SET PROBLEM
Copy verbatim the part of the records that begins with the line containing "draw the outline of mountain range" and ends with the line containing "276], [579, 282]]]", both lines included.

INPUT FOR THIS TASK
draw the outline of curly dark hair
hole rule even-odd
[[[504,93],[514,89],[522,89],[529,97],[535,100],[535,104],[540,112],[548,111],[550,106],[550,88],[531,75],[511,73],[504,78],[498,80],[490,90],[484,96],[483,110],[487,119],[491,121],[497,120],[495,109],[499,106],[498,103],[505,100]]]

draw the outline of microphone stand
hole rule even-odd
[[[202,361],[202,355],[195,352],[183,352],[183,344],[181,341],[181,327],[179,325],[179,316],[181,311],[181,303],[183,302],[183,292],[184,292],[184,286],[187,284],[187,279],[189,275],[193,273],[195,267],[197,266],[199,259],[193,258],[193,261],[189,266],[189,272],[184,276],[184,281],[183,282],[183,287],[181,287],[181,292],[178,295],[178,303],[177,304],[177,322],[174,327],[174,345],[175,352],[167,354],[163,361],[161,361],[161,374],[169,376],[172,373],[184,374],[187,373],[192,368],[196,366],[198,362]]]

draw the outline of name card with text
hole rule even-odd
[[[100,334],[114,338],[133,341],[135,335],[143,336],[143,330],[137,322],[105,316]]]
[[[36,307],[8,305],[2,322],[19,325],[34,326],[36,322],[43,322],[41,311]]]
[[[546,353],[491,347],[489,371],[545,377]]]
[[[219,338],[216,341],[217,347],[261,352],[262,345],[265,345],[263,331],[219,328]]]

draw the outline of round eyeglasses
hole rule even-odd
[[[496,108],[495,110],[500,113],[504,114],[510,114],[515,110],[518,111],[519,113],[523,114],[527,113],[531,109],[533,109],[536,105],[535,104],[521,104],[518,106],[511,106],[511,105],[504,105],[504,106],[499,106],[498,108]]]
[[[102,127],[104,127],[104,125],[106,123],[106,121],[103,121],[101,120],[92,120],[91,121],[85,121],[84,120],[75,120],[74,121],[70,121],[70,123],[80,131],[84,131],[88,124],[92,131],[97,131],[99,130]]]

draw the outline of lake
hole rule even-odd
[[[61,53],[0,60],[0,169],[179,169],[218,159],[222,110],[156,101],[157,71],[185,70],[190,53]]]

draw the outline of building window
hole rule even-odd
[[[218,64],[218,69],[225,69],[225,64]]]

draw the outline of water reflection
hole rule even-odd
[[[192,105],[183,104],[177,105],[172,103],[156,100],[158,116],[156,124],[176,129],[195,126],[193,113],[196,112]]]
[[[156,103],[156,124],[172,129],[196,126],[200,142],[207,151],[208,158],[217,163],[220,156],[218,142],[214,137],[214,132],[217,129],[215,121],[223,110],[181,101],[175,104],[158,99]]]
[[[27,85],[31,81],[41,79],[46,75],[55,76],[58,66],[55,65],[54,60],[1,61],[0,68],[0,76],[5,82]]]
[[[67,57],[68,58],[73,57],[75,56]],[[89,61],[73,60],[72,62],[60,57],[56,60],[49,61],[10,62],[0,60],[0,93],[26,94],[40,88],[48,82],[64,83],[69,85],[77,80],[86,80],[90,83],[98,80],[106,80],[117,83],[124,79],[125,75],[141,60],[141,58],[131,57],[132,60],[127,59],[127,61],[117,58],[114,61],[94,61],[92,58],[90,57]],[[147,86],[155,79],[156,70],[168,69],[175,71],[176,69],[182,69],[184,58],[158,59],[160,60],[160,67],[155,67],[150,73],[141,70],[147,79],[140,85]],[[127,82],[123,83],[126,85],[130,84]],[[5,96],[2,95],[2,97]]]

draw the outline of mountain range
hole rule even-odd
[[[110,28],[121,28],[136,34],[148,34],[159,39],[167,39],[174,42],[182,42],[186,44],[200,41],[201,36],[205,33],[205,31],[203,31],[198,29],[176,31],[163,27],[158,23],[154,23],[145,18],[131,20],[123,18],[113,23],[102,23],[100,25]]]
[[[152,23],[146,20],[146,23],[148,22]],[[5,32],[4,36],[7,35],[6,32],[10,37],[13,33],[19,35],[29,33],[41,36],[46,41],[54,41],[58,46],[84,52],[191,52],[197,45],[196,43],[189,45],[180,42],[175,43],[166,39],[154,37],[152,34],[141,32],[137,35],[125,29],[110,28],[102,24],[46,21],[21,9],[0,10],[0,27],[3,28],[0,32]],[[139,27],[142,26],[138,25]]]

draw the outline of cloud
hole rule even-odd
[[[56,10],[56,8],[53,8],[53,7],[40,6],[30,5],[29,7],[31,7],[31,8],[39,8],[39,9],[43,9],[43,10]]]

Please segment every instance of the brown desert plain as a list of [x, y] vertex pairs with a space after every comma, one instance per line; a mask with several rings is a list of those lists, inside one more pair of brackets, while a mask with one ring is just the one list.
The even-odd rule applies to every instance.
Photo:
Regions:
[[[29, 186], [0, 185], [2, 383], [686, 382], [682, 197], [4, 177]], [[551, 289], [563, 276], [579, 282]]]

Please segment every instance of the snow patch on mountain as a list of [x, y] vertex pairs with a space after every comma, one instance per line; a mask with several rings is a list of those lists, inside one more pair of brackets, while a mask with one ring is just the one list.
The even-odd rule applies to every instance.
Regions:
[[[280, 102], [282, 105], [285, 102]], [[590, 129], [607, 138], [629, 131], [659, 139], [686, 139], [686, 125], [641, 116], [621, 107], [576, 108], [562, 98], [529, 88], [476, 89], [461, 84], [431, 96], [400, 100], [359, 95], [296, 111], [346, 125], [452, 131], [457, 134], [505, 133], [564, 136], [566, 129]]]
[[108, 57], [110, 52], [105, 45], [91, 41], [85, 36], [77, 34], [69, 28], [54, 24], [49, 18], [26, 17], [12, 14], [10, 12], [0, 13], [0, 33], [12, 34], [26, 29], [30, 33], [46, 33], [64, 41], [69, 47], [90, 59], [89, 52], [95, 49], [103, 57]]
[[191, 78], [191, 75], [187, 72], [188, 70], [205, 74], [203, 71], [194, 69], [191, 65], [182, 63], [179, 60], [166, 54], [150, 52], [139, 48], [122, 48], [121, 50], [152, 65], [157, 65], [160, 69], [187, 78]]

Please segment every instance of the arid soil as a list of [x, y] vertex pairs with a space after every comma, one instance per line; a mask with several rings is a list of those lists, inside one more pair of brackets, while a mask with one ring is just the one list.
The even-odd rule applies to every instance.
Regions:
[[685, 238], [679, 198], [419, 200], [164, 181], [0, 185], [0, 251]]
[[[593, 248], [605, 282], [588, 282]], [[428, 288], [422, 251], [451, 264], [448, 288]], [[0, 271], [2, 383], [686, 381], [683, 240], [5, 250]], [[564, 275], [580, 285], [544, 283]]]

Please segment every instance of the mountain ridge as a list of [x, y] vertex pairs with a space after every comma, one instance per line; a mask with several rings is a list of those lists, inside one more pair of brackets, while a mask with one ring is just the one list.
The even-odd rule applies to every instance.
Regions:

COMPLETE RESPONSE
draw the outline of mountain range
hole rule even-odd
[[[110,28],[121,28],[136,34],[148,34],[159,39],[167,39],[174,42],[182,42],[186,44],[200,41],[201,36],[205,33],[205,31],[203,31],[198,29],[176,31],[163,27],[158,23],[154,23],[145,18],[131,20],[123,18],[113,23],[102,23],[100,25]]]
[[[152,23],[146,20],[146,23],[148,22]],[[5,32],[4,36],[7,35],[6,32],[10,37],[13,33],[19,35],[29,33],[41,36],[46,41],[54,41],[58,46],[84,52],[191,52],[197,45],[196,43],[189,45],[180,42],[175,43],[166,39],[154,37],[152,34],[141,32],[137,35],[125,29],[110,28],[102,24],[46,21],[21,9],[0,10],[0,27],[3,28],[0,32]],[[139,27],[142,26],[138,25]]]

draw the outline of cloud
hole rule even-odd
[[[56,10],[56,8],[53,8],[53,7],[40,6],[30,5],[29,7],[31,7],[31,8],[39,8],[39,9],[43,9],[43,10]]]

Please segment every instance of the brown desert plain as a list of [x, y] vertex pairs with a space after every comma, one instance per line; a mask with several rings is a list of those lists, inside one more pair of brackets, while a mask with one ring is just the one list.
The even-odd rule applies to every instance.
Photo:
Regions:
[[[29, 186], [0, 185], [2, 383], [686, 382], [682, 197], [4, 177]], [[551, 289], [563, 276], [579, 282]]]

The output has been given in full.